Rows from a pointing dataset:
'''

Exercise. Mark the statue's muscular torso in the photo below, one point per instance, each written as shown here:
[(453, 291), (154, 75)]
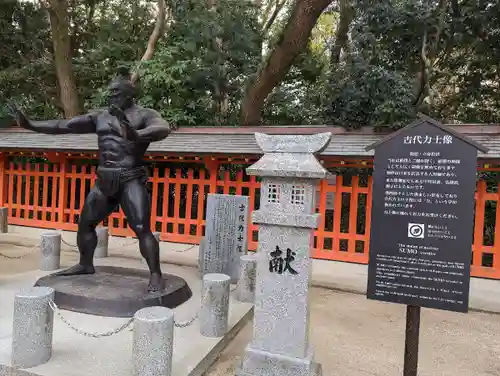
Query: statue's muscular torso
[(114, 150)]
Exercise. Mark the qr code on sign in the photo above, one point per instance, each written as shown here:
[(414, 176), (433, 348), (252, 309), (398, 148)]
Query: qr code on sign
[(416, 230)]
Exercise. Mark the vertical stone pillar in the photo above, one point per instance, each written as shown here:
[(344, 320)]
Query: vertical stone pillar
[(290, 176), (214, 305), (101, 250), (32, 327), (245, 290), (4, 220), (153, 341), (201, 255), (50, 251)]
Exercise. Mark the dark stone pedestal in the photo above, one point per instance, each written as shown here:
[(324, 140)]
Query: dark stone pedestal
[(114, 292)]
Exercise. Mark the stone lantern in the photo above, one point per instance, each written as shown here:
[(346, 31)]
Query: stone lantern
[(290, 176)]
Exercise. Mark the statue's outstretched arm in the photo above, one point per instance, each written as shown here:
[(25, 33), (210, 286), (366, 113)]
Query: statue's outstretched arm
[(78, 124), (156, 128)]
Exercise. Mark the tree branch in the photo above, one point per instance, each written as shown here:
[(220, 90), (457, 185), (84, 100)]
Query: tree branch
[(155, 36), (347, 14), (292, 42), (277, 9)]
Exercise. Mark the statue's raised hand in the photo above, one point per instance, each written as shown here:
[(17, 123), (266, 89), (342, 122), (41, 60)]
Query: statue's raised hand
[(15, 111)]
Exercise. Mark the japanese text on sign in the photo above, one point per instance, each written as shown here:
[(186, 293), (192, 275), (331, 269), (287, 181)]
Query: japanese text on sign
[(438, 139), (240, 228), (279, 264)]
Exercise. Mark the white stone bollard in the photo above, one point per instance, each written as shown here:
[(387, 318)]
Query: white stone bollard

'''

### Exercise details
Return the material word for word. Pictures are not part of the copy.

### Task output
Exercise. Mark the statue's muscular torso in the photo below, one point per instance, each written as shown here:
[(453, 291), (154, 75)]
Query: statue's muscular torso
[(114, 150)]
Exercise. Mark the qr code on sign in the photo above, one point per instance, each written as shown here:
[(414, 176), (433, 348), (252, 309), (398, 148)]
Query: qr code on sign
[(416, 230)]
Exercise. Mark the vertical stone pillar in the photo above, one point per instance, each written as shown here:
[(344, 320)]
Query: vertical stone pillar
[(290, 176), (214, 305), (101, 250), (32, 327), (245, 290), (4, 220), (153, 341), (201, 255), (50, 251)]
Exercise. Mark the dark stone pedestal in the photo above, one point per instance, each written as shown here:
[(324, 140)]
Query: dark stone pedestal
[(114, 292)]
Exercise. Mark the stone lantern in the photo above, one point per instance, each written as shown here:
[(346, 31)]
Query: stone lantern
[(290, 176)]
Exercise. Mark the statue's outstretched arm in the photo above, one point per instance, each written as shown here:
[(25, 33), (210, 286), (366, 113)]
Query: statue's outstretched arm
[(78, 124), (156, 128)]
Exercise. Mark the tree branch in the photo above, one point per instance, each written as shown here:
[(220, 90), (457, 185), (84, 100)]
Query: tree branch
[(155, 36), (347, 14), (292, 42), (277, 9)]
Exercise. Mark the statue's raised hand in the photo above, one point per instance, each written as shown here:
[(17, 123), (266, 89), (342, 122), (41, 60)]
Query: statue's raised hand
[(15, 111)]
Exercise. Mark the japanese text on sign in the photo above, one point per instance, each written as shown here:
[(186, 293), (192, 275), (331, 269), (287, 181)]
Query: japanese text on sign
[(438, 139), (240, 228), (279, 264)]
Exercise. Mark the white stone bollard in the photo above, one point per instance, each written as shown here:
[(387, 318)]
Query: white stone bollard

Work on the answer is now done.